Passage shown:
╔══
[Cite as State v. Gillepsie, 2013-Ohio-4917.]
Court of Appeals of Ohio
EIGHTH APPELLATE DISTRICT
COUNTY OF CUYAHOGA
JOURNAL ENTRY AND OPINION
No. 99553
STATE OF OHIO
PLAINTIFF-APPELLEE
vs.
JOHN GILLEPSIE
DEFENDANT-APPELLANT
JUDGMENT:
AFFIRMED
Criminal Appeal from the
Cuyahoga County Court of Common Pleas
Case No. CR-568400
BEFORE: Celebrezze, P.J., E.A. Gallagher, J., and Blackmon, J.
RELEASED AND JOURNALIZED: November 7, 2013
ATTORNEY FOR APPELLANT
Susan J. Moran
55 Public Square
Suite 1616
Cleveland, Ohio 44113
ATTORNEYS FOR APPELLEE
Timothy J. McGinty
Cuyahoga County Prosecutor
BY: Alison Foy
Assistant Prosecuting Attorney
The Justice Center
1200 Ontario Street
Cleveland, Ohio 44113
FRANK D. CELEBREZZE, JR., P.J.:
{¶1} Defendant-appellant, John Gillepsie, appeals the sentence imposed by the
common pleas court. After a careful review of the record and relevant case law, we
affirm appellant’s sentence.
I. Factual and Procedural History
{¶2} On November 9, 2012, appellant was indicted on one count of kidnapping in
violation of R.C. 2905.01(A)(2); three counts of aggravated robbery in violation of R.C.
2911.01(A)(1) and (A)(3); four counts of felonious assault in violation of R.C.
2903.11(A)(1) and (A)(2); one count of discharge of a firearm on or near a prohibited
premises in violation of R.C. 2923.161(A)(3); and one count of receiving stolen property
in violation of R.C. 2913.51(A). Counts 1 through 9 of the indictment contained one-
and three-year firearm specifications.
{¶3} Prior to the commencement of trial, appellant agreed to enter into a plea
agreement whereby he pled guilty to one count of aggravated robbery in violation of R.C.
2911.01(A)(1), as amended in Count 2 of the indictment, with one- and three-year firearm
specifications; two counts of felonious assault in violation of R.C. 2903.11(A)(2), as
amended in Counts 5 and 6 of the indictment, with a one-year firearm specification
attached to each count; and one count of receiving stolen property, as charged in Count
10 of the indictment.
{¶4} Prior to sentencing, the victims, Nadra Henen and Gerhard Herbst, addressed
the court and provided an account of appellant’s actions in this matter. Henen and
Herbst were working at the Convenient Food Mart located at West 61st Street and Detroit
Avenue in Cleveland, Ohio, on the evening of October 24, 2012. At approximately
10:40 p.m., appellant entered the store brandishing a firearm and ordered Henen to give
him everything in the cash register. Henen stated that she immediately closed the cash
register drawer and yelled at appellant to leave the store. Herbst, who was standing next
to Henen, stepped forward toward appellant, at which point appellant struck Herbst over
the head with his firearm. When Henen attempted to stop appellant, she was also struck
over the head with the firearm. Appellant then ran out of the store, firing a shot as he
fled. Both Henen and Herbst suffered substantial injuries as a result of the attack. The
following day, detectives from the Cleveland Police Department went to an address where
appellant was known to reside and discovered the weapon used during the commission of
the offense as well as the hat worn by appellant at the time of the robbery. The weapon
recovered was later found to have been reported stolen.
╚══
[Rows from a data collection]
╔══
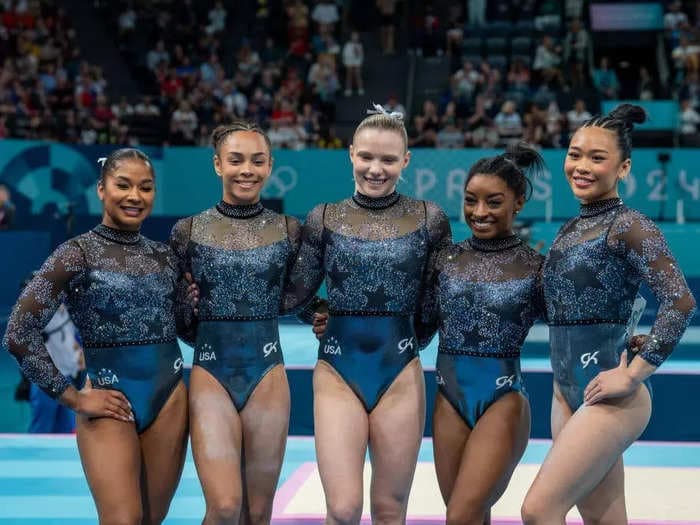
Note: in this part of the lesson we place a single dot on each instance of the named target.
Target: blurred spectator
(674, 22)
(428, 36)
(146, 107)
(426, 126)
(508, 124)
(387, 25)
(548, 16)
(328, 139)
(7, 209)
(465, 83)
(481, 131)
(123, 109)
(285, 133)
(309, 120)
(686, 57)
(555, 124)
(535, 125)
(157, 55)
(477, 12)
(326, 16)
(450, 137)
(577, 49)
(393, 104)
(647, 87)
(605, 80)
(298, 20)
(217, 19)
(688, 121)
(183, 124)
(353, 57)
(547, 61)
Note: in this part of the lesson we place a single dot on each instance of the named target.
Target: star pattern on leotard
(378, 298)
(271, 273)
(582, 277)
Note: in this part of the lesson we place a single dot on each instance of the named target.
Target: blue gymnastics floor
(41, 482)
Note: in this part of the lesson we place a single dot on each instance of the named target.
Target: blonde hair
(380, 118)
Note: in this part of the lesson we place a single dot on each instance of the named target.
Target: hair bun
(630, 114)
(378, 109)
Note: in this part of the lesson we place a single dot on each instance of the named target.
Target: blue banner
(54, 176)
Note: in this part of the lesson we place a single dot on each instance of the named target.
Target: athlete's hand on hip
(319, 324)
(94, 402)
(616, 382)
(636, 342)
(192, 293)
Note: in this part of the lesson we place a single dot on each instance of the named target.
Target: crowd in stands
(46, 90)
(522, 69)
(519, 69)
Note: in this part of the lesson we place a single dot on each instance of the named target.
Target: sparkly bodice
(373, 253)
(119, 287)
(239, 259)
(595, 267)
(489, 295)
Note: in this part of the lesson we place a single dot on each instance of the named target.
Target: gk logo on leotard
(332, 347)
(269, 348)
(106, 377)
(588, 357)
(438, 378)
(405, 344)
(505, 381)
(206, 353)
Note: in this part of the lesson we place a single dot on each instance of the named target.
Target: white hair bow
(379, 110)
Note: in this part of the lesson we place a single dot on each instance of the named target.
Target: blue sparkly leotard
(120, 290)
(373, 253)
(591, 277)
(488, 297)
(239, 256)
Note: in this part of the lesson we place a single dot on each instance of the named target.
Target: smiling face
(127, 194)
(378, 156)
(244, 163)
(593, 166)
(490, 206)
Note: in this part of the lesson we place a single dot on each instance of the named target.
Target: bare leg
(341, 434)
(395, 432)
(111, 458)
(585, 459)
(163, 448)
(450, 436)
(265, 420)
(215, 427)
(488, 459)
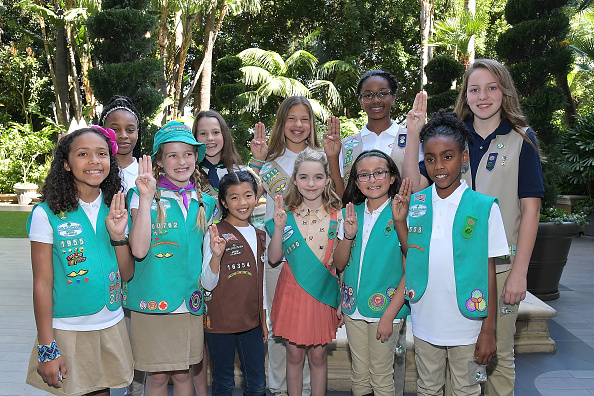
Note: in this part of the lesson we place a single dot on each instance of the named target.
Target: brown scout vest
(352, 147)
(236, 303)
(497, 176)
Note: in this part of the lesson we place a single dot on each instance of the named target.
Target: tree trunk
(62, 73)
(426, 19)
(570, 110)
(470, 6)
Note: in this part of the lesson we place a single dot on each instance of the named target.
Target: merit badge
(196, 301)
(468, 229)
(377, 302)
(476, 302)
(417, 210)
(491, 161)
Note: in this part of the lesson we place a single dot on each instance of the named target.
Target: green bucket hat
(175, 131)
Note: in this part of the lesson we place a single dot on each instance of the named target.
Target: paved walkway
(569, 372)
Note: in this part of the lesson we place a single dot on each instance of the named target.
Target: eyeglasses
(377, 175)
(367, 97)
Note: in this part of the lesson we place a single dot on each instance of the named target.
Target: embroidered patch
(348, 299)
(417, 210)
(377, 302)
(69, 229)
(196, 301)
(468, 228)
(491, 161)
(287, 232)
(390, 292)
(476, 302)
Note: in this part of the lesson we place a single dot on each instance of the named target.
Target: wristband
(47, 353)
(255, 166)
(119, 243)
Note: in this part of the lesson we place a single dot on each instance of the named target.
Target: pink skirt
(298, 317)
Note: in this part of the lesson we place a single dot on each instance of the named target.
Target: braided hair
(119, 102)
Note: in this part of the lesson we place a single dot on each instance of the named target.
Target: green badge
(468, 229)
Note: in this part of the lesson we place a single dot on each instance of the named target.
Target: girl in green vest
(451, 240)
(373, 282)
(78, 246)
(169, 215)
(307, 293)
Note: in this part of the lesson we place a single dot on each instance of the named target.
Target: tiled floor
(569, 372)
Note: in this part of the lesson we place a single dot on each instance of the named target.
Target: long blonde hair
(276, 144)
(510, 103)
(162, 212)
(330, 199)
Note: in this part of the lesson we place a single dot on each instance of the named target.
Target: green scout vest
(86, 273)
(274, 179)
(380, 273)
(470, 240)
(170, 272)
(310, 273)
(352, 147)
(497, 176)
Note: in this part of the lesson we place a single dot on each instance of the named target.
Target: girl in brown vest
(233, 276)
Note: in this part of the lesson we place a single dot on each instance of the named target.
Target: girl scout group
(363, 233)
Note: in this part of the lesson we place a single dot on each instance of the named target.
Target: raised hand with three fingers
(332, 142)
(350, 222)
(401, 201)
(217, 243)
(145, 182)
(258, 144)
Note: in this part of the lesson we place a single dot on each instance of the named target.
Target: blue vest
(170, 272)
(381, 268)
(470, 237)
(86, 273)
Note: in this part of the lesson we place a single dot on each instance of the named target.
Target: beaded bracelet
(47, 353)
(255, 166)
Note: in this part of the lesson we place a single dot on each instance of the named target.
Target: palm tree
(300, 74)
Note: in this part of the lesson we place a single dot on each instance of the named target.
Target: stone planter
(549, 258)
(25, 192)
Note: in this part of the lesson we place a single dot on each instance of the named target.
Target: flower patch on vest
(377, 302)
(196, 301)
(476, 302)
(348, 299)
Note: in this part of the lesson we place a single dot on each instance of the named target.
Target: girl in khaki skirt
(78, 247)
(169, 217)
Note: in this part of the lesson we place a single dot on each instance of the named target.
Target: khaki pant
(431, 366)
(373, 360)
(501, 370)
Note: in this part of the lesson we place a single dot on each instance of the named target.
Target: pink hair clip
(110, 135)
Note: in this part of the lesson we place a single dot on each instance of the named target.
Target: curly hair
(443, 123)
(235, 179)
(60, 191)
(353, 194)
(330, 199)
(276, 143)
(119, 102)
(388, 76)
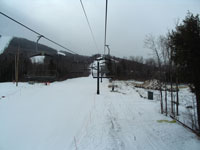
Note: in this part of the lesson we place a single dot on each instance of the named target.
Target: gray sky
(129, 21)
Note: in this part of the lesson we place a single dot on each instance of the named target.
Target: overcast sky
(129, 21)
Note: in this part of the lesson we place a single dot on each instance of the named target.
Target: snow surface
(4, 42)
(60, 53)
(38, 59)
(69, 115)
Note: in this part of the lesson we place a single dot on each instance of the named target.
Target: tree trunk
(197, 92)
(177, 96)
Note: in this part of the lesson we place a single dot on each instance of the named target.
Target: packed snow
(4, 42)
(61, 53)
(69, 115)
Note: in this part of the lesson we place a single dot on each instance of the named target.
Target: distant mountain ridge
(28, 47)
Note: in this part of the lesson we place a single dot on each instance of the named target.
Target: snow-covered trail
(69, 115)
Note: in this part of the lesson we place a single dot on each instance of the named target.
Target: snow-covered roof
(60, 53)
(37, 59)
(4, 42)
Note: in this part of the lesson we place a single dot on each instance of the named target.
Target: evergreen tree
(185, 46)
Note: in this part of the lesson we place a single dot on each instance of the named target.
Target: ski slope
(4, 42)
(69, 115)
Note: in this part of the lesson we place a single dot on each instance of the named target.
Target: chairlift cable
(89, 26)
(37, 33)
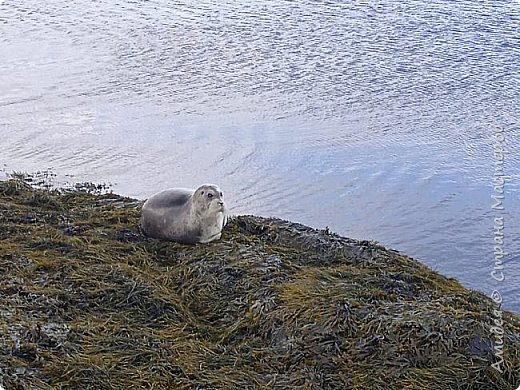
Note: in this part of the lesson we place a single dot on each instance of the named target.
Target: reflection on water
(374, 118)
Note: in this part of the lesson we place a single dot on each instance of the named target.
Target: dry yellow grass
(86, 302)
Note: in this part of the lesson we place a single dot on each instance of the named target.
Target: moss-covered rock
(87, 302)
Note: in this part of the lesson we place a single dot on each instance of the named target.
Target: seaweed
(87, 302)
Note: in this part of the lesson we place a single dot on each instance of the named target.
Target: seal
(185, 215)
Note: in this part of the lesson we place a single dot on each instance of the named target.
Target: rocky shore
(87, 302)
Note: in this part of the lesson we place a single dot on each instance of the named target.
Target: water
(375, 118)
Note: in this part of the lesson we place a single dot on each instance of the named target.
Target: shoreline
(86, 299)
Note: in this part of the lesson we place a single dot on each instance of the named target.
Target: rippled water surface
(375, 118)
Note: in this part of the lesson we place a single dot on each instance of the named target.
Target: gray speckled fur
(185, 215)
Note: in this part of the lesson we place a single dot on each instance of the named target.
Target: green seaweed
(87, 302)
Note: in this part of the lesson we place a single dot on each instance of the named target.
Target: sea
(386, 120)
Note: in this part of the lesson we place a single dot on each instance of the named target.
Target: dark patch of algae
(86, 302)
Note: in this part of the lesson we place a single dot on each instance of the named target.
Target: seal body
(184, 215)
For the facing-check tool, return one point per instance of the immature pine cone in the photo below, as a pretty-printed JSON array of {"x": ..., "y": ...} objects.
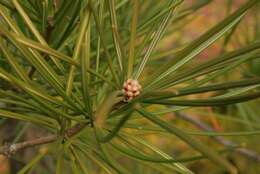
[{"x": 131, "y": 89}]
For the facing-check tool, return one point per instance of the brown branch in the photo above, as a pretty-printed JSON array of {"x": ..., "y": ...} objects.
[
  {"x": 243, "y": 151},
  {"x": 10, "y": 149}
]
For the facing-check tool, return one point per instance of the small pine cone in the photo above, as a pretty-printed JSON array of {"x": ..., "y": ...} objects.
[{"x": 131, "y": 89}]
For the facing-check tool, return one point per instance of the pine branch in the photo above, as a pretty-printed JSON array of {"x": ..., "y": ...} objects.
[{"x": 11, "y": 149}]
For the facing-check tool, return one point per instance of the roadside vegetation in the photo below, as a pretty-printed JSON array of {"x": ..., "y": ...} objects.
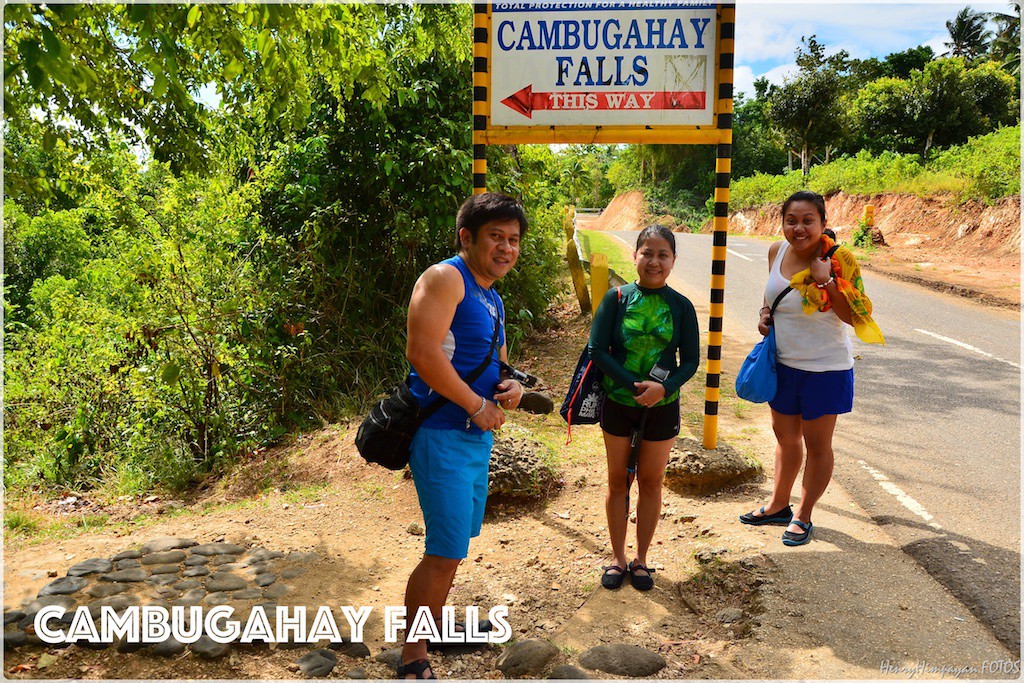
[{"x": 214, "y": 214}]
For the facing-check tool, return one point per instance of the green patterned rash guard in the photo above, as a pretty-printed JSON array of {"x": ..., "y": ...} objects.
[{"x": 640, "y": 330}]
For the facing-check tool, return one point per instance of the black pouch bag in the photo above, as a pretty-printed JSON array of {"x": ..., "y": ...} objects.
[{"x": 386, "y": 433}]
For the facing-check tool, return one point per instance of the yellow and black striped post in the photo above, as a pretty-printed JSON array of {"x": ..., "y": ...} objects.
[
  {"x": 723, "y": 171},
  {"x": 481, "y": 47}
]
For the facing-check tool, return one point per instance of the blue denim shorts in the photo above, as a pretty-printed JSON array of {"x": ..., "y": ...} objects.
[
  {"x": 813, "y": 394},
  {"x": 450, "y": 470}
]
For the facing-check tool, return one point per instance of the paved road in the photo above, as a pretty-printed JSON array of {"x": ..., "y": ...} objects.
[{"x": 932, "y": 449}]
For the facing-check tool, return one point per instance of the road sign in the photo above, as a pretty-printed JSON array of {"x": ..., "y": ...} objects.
╚══
Tasks:
1. In the court opinion, at which store were the two victims working on the evening of the robbery?
2. Rewrite the stretch of rows from the line containing "of the paved" through the end of the rows, replacing "instance" with "occurrence" and leaving everything else unchanged.
The court opinion and the rows were drawn from unrelated sources.

Worked solutions:
1. The Convenient Food Mart at West 61st Street and Detroit Avenue in Cleveland, Ohio.

2.
For the facing-check tool, return one point per occurrence of the paved road in the photo above, as a pretty-printed JSON array of {"x": ..., "y": ...} objects.
[{"x": 932, "y": 449}]
For the facing-check tool, return one point per occurrence of the road sign in the photo above, as a pretty-printed JSON array of {"x": ..., "y": ...} objects.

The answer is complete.